# Listed entries:
━━━━━━━━━━━━━━━━━━━━━━━━━━━━━━
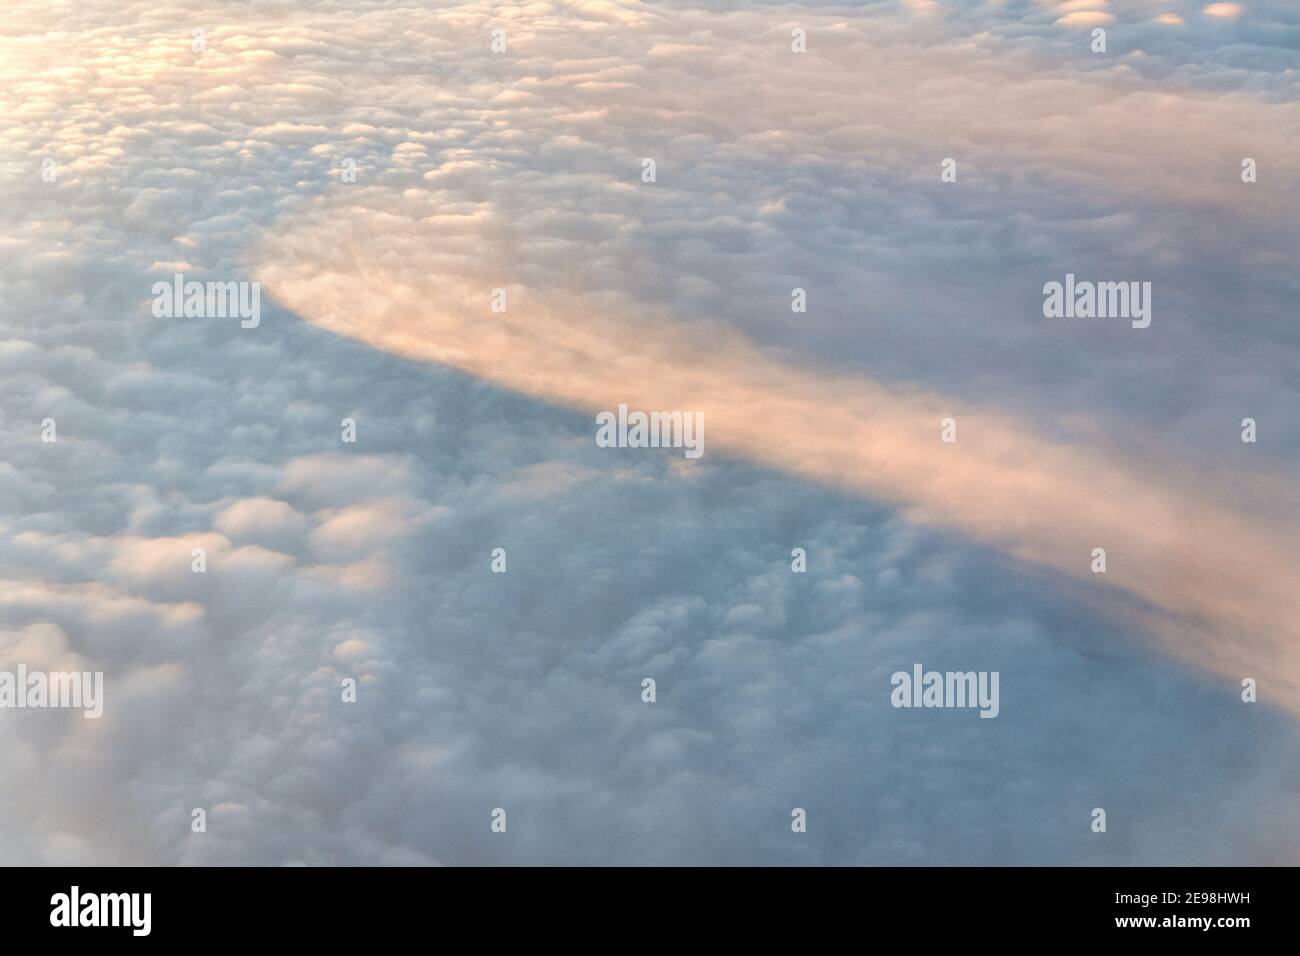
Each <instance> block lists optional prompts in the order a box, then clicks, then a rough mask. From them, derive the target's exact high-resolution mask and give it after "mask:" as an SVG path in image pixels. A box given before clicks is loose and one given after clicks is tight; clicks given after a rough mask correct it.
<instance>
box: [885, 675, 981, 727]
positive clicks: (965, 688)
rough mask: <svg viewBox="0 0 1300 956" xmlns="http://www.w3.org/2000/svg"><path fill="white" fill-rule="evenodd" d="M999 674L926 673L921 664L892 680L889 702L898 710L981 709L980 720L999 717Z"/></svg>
mask: <svg viewBox="0 0 1300 956" xmlns="http://www.w3.org/2000/svg"><path fill="white" fill-rule="evenodd" d="M997 680H998V671H965V672H963V671H946V672H944V674H940V672H939V671H927V670H924V669H923V667H922V666H920V665H919V663H914V665H913V666H911V674H909V672H907V671H894V674H893V676H892V678H889V683H891V684H892V685H893V688H894V689H893V691H892V692H891V695H889V702H891V704H893V705H894V706H896V708H979V715H980V717H991V718H992V717H997V714H998V711H1000V710H1001V705H1000V704H998V698H997Z"/></svg>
━━━━━━━━━━━━━━━━━━━━━━━━━━━━━━
# Directions for this task:
Whenever the string "instance" turns up in a line of the data, copy that line.

# Output of the task:
Each <instance> block lists optional prompts in the order a box, then clicks, then a rough mask. From them, derive the target's exact high-resolution mask and give it after "mask:" as an SVG path in image pixels. A box given before clicks is loose and one given after clicks is tight; clicks given after a rough mask correct it.
<instance>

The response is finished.